▸ 任务说明: 从下面记录里含有“Note to the class: point to the sky”的那一行开始，一直到记录最后一行，把这些行原样重写一遍，开头那行和最后一行都要写上。

基于照片的点标注数据

# # # # # # #

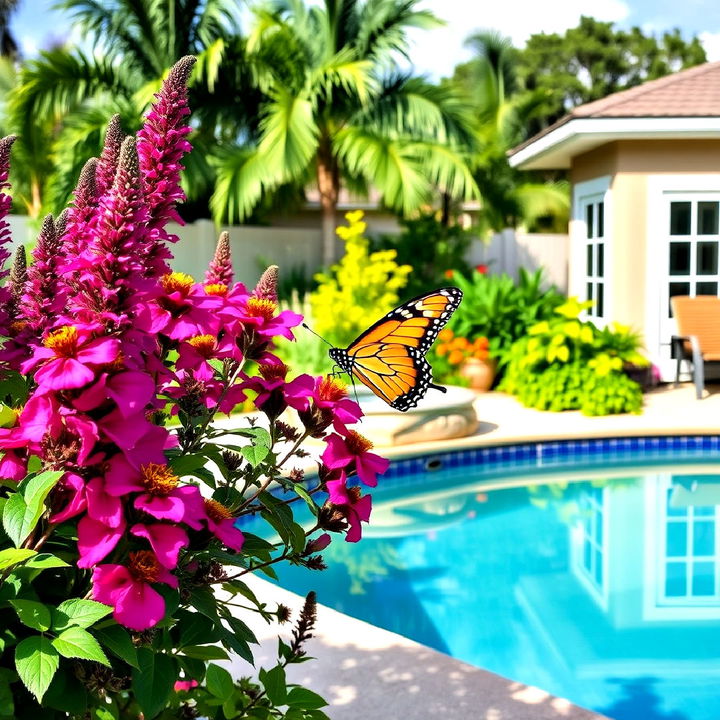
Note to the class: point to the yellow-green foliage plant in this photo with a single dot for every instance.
(357, 290)
(569, 364)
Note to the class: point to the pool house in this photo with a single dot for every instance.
(644, 166)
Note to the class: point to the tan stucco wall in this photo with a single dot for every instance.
(629, 163)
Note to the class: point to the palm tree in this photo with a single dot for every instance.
(337, 112)
(136, 42)
(509, 197)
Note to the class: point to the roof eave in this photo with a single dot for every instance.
(556, 148)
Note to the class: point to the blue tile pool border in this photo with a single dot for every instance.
(561, 454)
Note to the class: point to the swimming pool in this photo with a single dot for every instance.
(589, 568)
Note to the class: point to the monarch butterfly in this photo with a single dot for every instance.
(389, 357)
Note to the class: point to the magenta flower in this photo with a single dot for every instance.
(220, 270)
(183, 309)
(96, 540)
(165, 540)
(351, 453)
(354, 507)
(68, 498)
(274, 393)
(68, 357)
(160, 494)
(221, 524)
(130, 391)
(13, 466)
(129, 590)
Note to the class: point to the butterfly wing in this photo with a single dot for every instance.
(389, 357)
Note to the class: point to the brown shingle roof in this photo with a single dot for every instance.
(689, 93)
(694, 92)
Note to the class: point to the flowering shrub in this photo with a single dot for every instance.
(360, 288)
(120, 498)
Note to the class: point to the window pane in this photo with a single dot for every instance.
(680, 218)
(589, 219)
(707, 258)
(703, 579)
(675, 579)
(679, 258)
(678, 289)
(704, 538)
(706, 288)
(676, 539)
(707, 218)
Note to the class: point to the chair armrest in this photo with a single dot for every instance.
(677, 347)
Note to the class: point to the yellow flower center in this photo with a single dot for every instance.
(63, 340)
(216, 511)
(216, 289)
(143, 566)
(204, 344)
(357, 443)
(260, 307)
(177, 282)
(332, 389)
(159, 480)
(273, 372)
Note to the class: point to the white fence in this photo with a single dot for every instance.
(255, 247)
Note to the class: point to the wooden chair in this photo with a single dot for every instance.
(698, 339)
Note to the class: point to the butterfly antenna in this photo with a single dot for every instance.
(307, 327)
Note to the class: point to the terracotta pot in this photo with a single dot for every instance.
(480, 373)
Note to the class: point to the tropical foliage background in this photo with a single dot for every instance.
(292, 96)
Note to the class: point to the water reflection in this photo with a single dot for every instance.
(605, 591)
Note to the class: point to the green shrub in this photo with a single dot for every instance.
(502, 310)
(567, 364)
(431, 248)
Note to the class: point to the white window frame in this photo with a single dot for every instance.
(595, 191)
(656, 605)
(578, 537)
(660, 188)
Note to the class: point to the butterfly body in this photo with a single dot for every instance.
(389, 357)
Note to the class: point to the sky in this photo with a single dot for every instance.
(436, 52)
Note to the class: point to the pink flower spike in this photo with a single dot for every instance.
(165, 540)
(96, 541)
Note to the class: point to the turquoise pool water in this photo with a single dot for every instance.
(590, 578)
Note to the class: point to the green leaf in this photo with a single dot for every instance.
(80, 612)
(255, 454)
(219, 682)
(300, 697)
(24, 507)
(36, 661)
(79, 643)
(11, 556)
(275, 685)
(33, 614)
(205, 652)
(118, 642)
(152, 682)
(43, 561)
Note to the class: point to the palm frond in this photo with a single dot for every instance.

# # # # # # #

▸ 练习结果:
Note to the class: point to the sky in this photo with a single dot for every instance.
(436, 52)
Note to the class: point to the pink flower spike in this photo with a single dot for every instance.
(165, 540)
(96, 541)
Note to the class: point to the turquoise pool water in this photo with a single dot for every instance.
(590, 578)
Note to the class: point to the green leaf in this photo with a single dot for every instance.
(80, 612)
(255, 454)
(219, 682)
(300, 697)
(24, 507)
(36, 661)
(79, 643)
(11, 556)
(275, 685)
(33, 614)
(205, 652)
(118, 642)
(152, 682)
(43, 561)
Note to the class: point to the palm frond in this photo with a single dot for every instance.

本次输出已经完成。